ОТРЫВОК СО СТРАНИЦЫ

В Микеланджело по праву виден художник, который самым наглядным образом порвал со всеми эстетическими тезисами Греции. Никакого умиротворения существующих страстей за счет обдуманной формы, а подрыв их при помощи собственной закономерности, при помощи личной воли художника. Словно в диком и сознательном протесте против Эллады стоят перед нами работы человека, который не говорил ни по-гречески, ни на латыни, который создал рабов, Моисея, гробницы Медичи, а чьи сивиллы и пророки свидетельствуют о таком богатстве души, что Гёте мог сказать, что после Микеланджело даже природа ему больше не нравится, потому что он не может посмотреть на нее таким же великим взглядом. Микеланджело создал для себя закон, которому следовал один, с помощью которого один мог преодолеть материал. Так же лично подходил к произведениям Рембрандт, так же по-крупному Шекспир.

В труде, которому посвящена жизнь этих людей, мы находим градацию от резко индивидуального до полностью "единого духа". "Монах на ниве" Рембрандта, его голова Иуды, его офорты запущенных уголков - это произведения, которые проникли во все высоты и глубины жизни от "Парочки в постели" до "Билета в сто гульденов".

Последователи и мелкие современники остались в индивидуальной сфере. Сила концентрации, которая проявилась в плане и в создании св. Петра у Микеланджело, стала в дальнейшем скорее внешней затратой энергии; его презирающий все преграды строительных законов вестибюль библиотеки Ватикана с прорвавшимися пилястрами и дикими контурами линий был однократной субъективной вспышкой, которая, однако, для других стала твердым принципом. Теперь громоздятся скопления колонн, выступают вибрирующие карнизы, в стенах выдалбливают живописные ниши, пробивают фронтоны и заполняют их картушами. Башни и фасады получают округлые формы, и мощные волюты стремятся к центру здания. И Gesu, Maria della Salute и сотни других построек свидетельствуют о большом выражении сил, но и о лишь живописно-индивидуальном определении стилевой воли. Ее лишь втолкнули еще глубже в сферу субъективизма; иезуитская антиреформация видела в ней массовое использование ослепляющих отраженных от пластинок лучей, бумажных блесток, покрытых золотой краской гипсовых гирлянд и других нелепостей как средства для возвращения потерянных в результате реформации душ. Если отдельные папы помогали великому искусству для собственного прославления и прославления Рима, частично также получая радость от истинного творчества, то теперь возникла действующая только на чувственные струны смесь из живописного желания и полного художественного одичания, так называемый иезуитский стиль.

"Сидящие колонны", кулисы из картона и штукатурки Поццо, С.Й.., представляют собой классические образцы художественного преступления, которые еще стоят по всей Европе. Взлет готики закончился. Триумфирующий, лишенный расы Рим победил нордический дух по крайней мере в архитектуре. Протестантство опять пустило, впав в свою противоположность, убожество в свои божьи дома, которое охлаждает душу так же, как в иезуитских храмах золото, побрякушки и запах ладана ее чувственно разогревают.

ПИСЬМЕННОЕ ЗАДАНИЕ A
Продублируйте дословно все записи, приведенные ниже, но картинки в ответ не включайте.
Отрывок и записи не связаны между собой.

Данные разметки расположения объектов
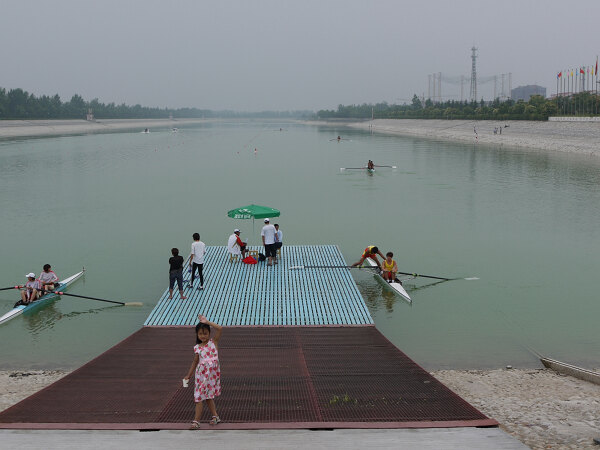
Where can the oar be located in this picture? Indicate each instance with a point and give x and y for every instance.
(437, 278)
(330, 267)
(99, 299)
(12, 287)
(369, 267)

ПИСЬМЕННОЕ ЗАДАНИЕ B
Как в отрывке названа смесь живописного желания и полного художественного одичания?

ПИСЬМЕННОЕ РЕШЕНИЕ A
Where can the oar be located in this picture? Indicate each instance with a point and give x and y for every instance.
(437, 278)
(330, 267)
(99, 299)
(12, 287)
(369, 267)

ПИСЬМЕННОЕ РЕШЕНИЕ B
Так называемый иезуитский стиль.